Source text:
We wend through gorges and along rivers for which the shallow-drafted ship was purpose-built, its shape and technology, and skilled captain, affording us unusual proximity to land. In the wet season, it even pulls under waterfalls so guests can sit on deck for an outdoor shower.
But the past 12 months have been the driest anyone can remember, and even King George Falls have stopped flowing when we arrive on day two. This anomaly, we are told, is an attraction in its own right. These twin, 100mhigh falls normally blow your hat off with their spray. In the absence of water, we’re able to stand high on cliffs, right where the tumble normally takes place. The soaring sandstone ridges here date back 1.8 billion years (to put that in perspective, the Earth is 4.5 billion years old), and their geological swirls and striations make you feel completely insignificant, in a good way.
While True North lacks the frou-frou of most cruise ships, it has something much better: a helicopter. In the morning, we chopper to the top of the waterfalls, spotting dugong and dolphins as we rise. Then in the afternoon we round-trip from the base to the same spot, rewarding our efforts with oysters chipped off the rocks and shucked while we wait for tenders.

Data provided:
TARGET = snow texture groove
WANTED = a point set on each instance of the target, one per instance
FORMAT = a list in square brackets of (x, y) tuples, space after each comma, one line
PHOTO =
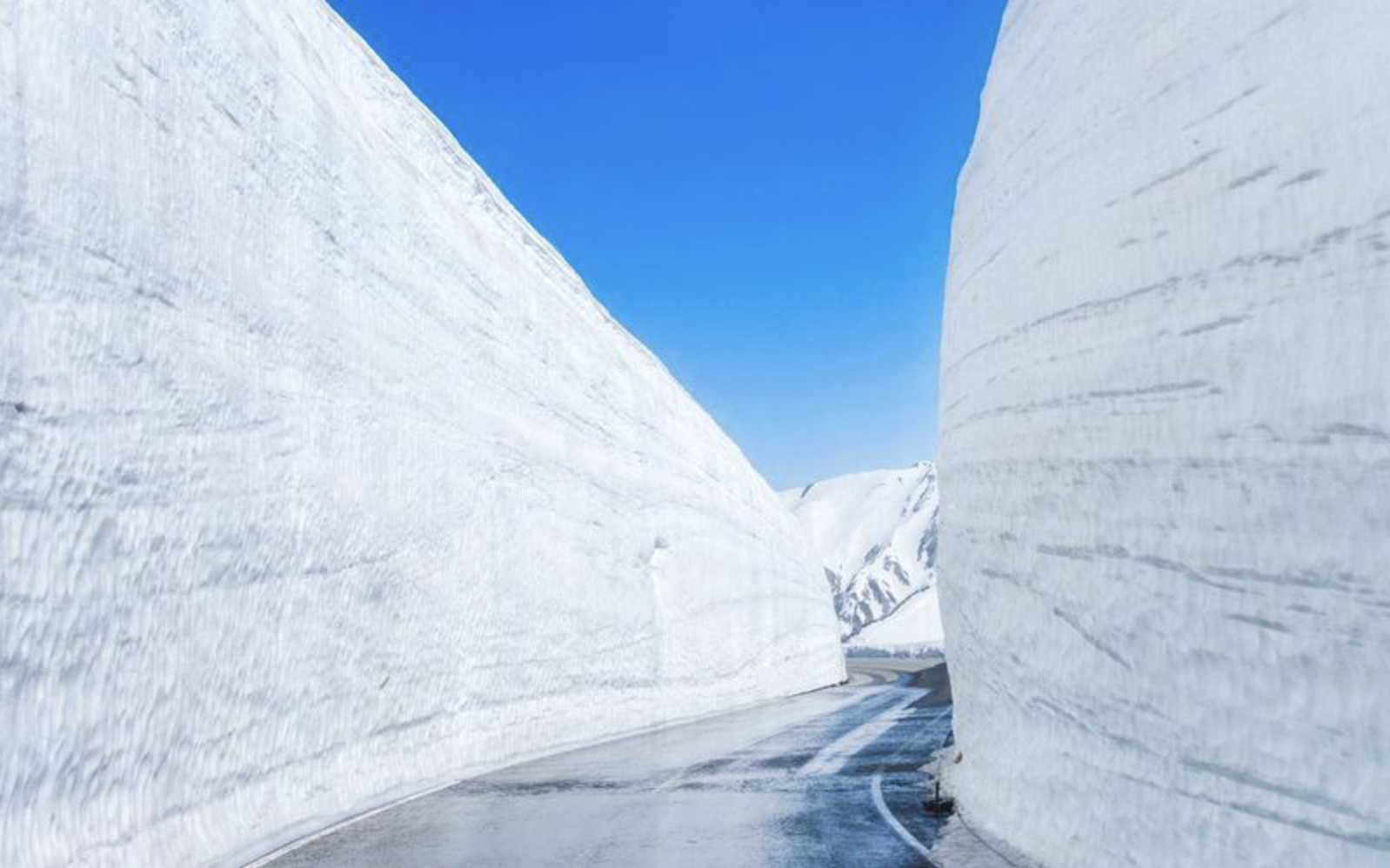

Requirement: Repeat the part of the cruise text word for word, starting with "We wend through" and going on through "an outdoor shower.".

Response to the task:
We wend through gorges and along rivers for which the shallow-drafted ship was purpose-built, its shape and technology, and skilled captain, affording us unusual proximity to land. In the wet season, it even pulls under waterfalls so guests can sit on deck for an outdoor shower.